Natural-language object grounding data:
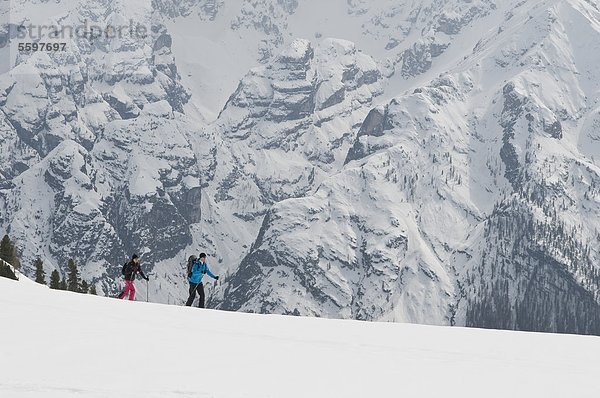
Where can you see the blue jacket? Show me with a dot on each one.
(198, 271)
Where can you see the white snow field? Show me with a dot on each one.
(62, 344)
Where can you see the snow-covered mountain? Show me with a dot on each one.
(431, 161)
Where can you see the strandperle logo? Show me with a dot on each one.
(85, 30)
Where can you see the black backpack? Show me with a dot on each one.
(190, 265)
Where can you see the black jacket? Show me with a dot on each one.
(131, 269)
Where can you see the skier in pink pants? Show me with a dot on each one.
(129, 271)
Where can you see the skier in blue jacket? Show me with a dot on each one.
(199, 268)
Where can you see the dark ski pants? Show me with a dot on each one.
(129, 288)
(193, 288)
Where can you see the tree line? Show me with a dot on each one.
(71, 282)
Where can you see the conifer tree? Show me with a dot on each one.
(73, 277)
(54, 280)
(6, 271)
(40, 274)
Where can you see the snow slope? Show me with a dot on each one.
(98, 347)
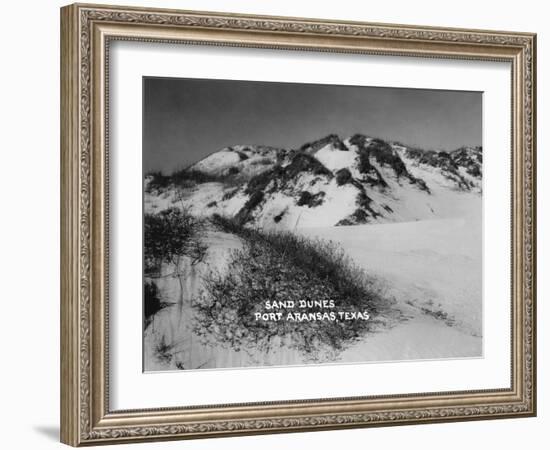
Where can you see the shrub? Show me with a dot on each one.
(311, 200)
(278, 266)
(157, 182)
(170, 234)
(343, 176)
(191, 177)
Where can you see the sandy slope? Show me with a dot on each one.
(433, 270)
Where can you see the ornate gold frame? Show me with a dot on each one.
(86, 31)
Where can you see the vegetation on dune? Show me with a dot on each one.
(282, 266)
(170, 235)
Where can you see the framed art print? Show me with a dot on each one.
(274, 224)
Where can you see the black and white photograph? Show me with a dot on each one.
---
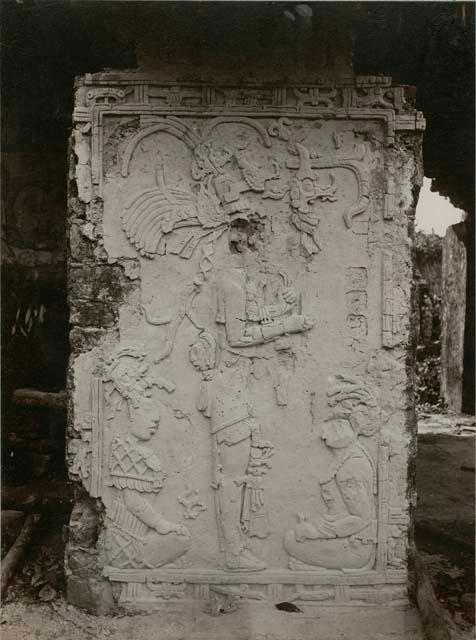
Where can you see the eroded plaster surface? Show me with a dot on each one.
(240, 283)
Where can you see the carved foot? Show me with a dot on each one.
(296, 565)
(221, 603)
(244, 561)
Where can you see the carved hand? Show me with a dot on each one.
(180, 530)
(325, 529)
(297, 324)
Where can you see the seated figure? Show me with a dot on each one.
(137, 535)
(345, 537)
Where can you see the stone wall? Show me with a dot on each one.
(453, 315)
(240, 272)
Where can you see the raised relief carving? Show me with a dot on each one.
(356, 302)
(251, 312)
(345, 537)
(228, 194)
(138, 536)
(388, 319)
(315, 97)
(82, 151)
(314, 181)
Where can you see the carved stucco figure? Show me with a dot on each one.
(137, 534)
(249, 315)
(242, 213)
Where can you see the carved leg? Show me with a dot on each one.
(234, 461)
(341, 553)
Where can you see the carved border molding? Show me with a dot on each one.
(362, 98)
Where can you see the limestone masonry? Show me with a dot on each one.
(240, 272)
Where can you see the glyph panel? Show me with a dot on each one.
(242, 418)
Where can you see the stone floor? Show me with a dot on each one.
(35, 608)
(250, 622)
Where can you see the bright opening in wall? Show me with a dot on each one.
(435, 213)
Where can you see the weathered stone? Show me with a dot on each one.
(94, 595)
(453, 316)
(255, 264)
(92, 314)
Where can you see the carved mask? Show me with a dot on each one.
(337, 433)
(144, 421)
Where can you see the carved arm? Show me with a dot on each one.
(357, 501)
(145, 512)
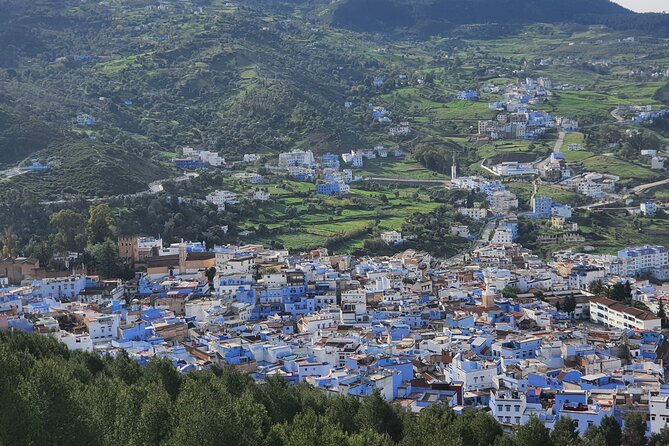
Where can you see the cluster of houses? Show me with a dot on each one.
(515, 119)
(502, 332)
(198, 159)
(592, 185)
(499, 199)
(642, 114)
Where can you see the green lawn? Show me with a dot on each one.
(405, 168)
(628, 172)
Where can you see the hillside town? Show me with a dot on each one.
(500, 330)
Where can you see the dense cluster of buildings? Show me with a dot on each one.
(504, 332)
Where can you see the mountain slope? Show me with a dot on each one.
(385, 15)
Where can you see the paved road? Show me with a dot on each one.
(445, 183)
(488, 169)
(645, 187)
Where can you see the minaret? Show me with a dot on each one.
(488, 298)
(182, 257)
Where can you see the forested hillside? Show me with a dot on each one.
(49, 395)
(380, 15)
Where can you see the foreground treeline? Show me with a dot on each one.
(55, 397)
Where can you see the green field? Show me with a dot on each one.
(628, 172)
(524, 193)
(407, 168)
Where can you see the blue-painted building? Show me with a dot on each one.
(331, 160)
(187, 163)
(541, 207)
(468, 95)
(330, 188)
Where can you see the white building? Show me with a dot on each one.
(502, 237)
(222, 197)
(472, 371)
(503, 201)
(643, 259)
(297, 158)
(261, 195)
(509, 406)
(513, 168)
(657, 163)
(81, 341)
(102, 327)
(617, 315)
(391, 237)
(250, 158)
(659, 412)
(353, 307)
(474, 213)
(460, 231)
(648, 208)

*What needs to be done*. Look above for the line holding "Where can you see the framed" and the line holding "Where can you see the black and", then output exactly those two lines and every line between them, nothing more.

*Written solution*.
Where can you see the framed art print? Show me with a dot on each one.
(274, 224)
Where can you see the black and white photograph? Show me with a dot on each one.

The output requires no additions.